▼
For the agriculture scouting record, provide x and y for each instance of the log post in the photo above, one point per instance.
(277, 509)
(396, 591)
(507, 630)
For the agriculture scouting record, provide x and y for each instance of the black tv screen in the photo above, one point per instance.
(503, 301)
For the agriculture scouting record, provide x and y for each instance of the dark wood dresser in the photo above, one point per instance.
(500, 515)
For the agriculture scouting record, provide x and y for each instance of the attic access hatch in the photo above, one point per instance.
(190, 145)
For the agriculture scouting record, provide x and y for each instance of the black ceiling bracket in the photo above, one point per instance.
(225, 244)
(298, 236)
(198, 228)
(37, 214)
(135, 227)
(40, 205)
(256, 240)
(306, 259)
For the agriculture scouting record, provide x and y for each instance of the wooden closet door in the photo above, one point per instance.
▲
Write the entries again, exactly as they stand.

- **RESULT FOR THIS TASK**
For the agriculture scouting record, provide x and y for each instance of the log post in the photo above, one point per instance.
(277, 509)
(396, 591)
(507, 630)
For the agriculture scouting record, provide x and y for each instance of the black tv screen in the photo above, one point per instance.
(503, 301)
For the agriculture scouting record, provide x and y for each instance of the dark wood dresser in the photo above, one point per instance.
(500, 515)
For the agriculture scouting record, provide x and y for each instance of the attic access hatch in the photo above, one point per instance.
(190, 145)
For the agriculture scouting record, provide x and y for each instance of the black ceiling bracket in the photo above, one point per instance.
(225, 244)
(298, 236)
(198, 228)
(37, 214)
(135, 227)
(40, 205)
(256, 240)
(306, 259)
For the agriculture scouting record, provide x and y for each instance of the wooden closet door in the photo above, one point per instance.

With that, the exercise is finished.